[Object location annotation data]
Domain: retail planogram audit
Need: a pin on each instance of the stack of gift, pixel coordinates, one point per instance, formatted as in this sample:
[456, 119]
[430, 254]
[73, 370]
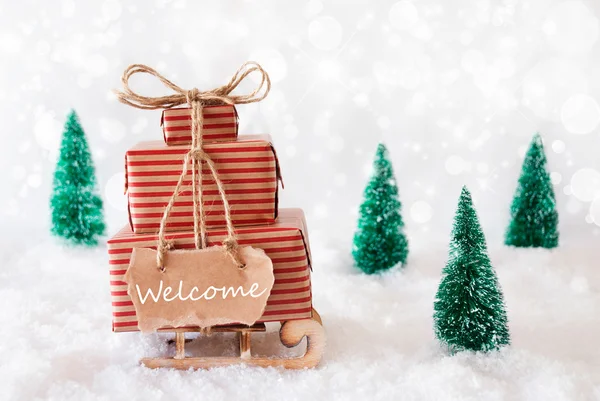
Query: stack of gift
[249, 172]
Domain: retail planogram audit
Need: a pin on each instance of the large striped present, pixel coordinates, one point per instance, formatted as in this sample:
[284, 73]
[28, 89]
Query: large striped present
[248, 169]
[220, 124]
[285, 242]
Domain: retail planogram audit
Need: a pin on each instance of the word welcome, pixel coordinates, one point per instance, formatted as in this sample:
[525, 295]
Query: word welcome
[164, 292]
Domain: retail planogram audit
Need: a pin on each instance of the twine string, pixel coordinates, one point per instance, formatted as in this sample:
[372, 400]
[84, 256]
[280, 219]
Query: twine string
[196, 156]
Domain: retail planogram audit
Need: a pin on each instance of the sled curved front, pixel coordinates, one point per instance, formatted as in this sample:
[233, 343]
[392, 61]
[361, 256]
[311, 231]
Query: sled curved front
[291, 334]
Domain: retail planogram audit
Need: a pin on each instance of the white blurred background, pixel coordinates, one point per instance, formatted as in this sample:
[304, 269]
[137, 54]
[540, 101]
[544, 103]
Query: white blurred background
[455, 89]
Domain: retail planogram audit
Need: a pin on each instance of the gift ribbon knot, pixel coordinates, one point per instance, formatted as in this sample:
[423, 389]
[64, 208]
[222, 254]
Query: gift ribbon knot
[196, 156]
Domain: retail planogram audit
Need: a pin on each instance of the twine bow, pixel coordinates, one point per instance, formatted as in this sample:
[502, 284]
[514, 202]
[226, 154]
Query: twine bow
[196, 99]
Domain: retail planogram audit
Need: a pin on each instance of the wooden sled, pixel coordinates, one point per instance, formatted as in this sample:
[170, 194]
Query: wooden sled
[290, 334]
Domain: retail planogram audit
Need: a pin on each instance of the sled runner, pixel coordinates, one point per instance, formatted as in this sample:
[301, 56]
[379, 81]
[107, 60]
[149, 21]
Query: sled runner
[291, 334]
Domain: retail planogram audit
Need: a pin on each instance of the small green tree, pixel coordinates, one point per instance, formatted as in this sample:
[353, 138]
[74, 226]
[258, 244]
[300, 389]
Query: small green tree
[534, 219]
[379, 242]
[469, 306]
[76, 207]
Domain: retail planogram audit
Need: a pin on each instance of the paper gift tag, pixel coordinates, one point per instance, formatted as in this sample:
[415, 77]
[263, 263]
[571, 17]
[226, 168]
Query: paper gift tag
[202, 287]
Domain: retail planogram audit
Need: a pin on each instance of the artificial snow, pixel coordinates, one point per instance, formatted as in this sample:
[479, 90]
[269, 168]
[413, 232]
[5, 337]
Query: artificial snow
[56, 340]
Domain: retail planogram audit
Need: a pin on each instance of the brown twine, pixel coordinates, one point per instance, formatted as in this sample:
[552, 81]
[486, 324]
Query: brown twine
[196, 156]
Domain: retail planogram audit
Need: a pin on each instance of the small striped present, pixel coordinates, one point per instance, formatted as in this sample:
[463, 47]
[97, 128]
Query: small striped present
[285, 242]
[248, 169]
[220, 124]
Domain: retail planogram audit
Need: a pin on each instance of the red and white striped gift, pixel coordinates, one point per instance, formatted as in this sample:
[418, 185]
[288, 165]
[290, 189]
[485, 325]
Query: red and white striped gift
[220, 124]
[285, 242]
[248, 169]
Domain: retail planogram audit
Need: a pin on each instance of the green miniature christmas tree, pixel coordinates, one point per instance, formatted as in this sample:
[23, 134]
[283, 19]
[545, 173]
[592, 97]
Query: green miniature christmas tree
[469, 306]
[76, 207]
[534, 219]
[379, 242]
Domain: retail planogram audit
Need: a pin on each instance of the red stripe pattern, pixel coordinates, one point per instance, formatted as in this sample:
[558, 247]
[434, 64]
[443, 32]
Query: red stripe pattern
[220, 125]
[248, 169]
[285, 242]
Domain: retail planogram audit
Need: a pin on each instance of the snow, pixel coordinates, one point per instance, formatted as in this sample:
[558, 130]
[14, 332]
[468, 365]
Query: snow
[56, 341]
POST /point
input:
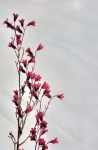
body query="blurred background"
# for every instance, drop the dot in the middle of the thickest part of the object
(68, 29)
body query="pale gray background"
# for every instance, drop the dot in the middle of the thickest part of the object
(69, 62)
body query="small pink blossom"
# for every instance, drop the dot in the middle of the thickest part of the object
(28, 109)
(18, 29)
(30, 52)
(32, 60)
(61, 96)
(45, 86)
(32, 23)
(24, 63)
(21, 22)
(54, 141)
(12, 45)
(39, 116)
(15, 17)
(38, 78)
(43, 124)
(41, 141)
(21, 69)
(40, 47)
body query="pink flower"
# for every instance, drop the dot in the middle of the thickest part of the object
(30, 53)
(54, 141)
(33, 130)
(24, 63)
(12, 45)
(28, 109)
(40, 47)
(18, 29)
(9, 25)
(19, 111)
(38, 78)
(44, 131)
(45, 86)
(36, 86)
(16, 92)
(32, 23)
(43, 124)
(33, 137)
(61, 96)
(32, 60)
(21, 69)
(34, 93)
(39, 116)
(31, 75)
(21, 22)
(41, 141)
(15, 17)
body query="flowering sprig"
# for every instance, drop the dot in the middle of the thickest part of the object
(37, 90)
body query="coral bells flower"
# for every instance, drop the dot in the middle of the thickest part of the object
(61, 96)
(29, 53)
(40, 47)
(45, 86)
(21, 69)
(39, 116)
(28, 109)
(9, 25)
(19, 111)
(32, 60)
(12, 45)
(24, 63)
(43, 124)
(21, 22)
(32, 23)
(15, 17)
(41, 141)
(54, 141)
(44, 131)
(16, 92)
(18, 29)
(38, 78)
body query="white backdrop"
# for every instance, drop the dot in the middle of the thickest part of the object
(68, 29)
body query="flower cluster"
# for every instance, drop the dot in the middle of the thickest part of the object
(25, 65)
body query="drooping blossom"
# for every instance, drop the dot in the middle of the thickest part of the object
(9, 25)
(12, 45)
(31, 75)
(18, 29)
(43, 124)
(21, 69)
(28, 109)
(38, 78)
(19, 111)
(34, 93)
(41, 141)
(39, 116)
(61, 96)
(40, 47)
(44, 131)
(32, 60)
(54, 141)
(25, 63)
(46, 92)
(36, 86)
(21, 22)
(18, 40)
(16, 92)
(15, 17)
(33, 134)
(45, 86)
(30, 53)
(32, 23)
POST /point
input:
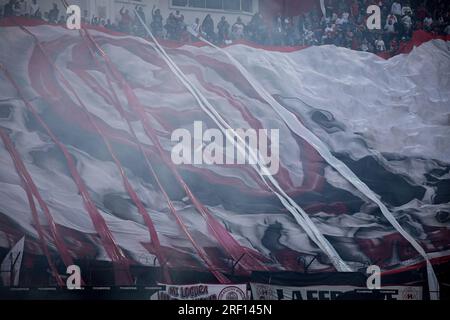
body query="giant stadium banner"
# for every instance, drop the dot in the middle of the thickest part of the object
(202, 291)
(262, 291)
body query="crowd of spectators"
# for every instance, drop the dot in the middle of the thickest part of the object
(345, 24)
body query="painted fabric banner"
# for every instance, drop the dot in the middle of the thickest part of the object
(202, 292)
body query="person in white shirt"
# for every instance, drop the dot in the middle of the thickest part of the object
(237, 29)
(406, 10)
(428, 21)
(407, 22)
(379, 44)
(389, 27)
(392, 17)
(447, 30)
(396, 8)
(364, 45)
(34, 8)
(196, 26)
(23, 7)
(345, 16)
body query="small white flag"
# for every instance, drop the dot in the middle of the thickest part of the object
(10, 267)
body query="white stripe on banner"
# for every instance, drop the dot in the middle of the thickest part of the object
(298, 213)
(297, 127)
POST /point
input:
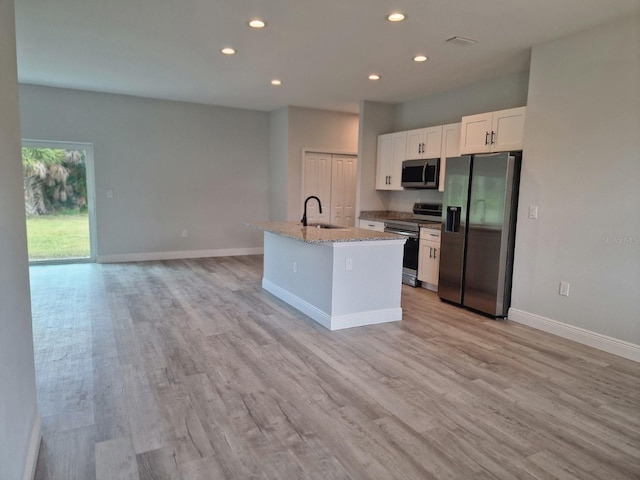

**WHAT YOU WILL DO**
Show every line in the items that contains the word "tree".

**SOLUTION**
Need: a pin on each instance of the small green tree, pixel coordinates, one point per instance, formatted as in this sample:
Query: small green tree
Need: a pin on each instance of the green miniature christmas tree, pixel coordinates, one point per instance, formatted as in this sample:
Query: green miniature christmas tree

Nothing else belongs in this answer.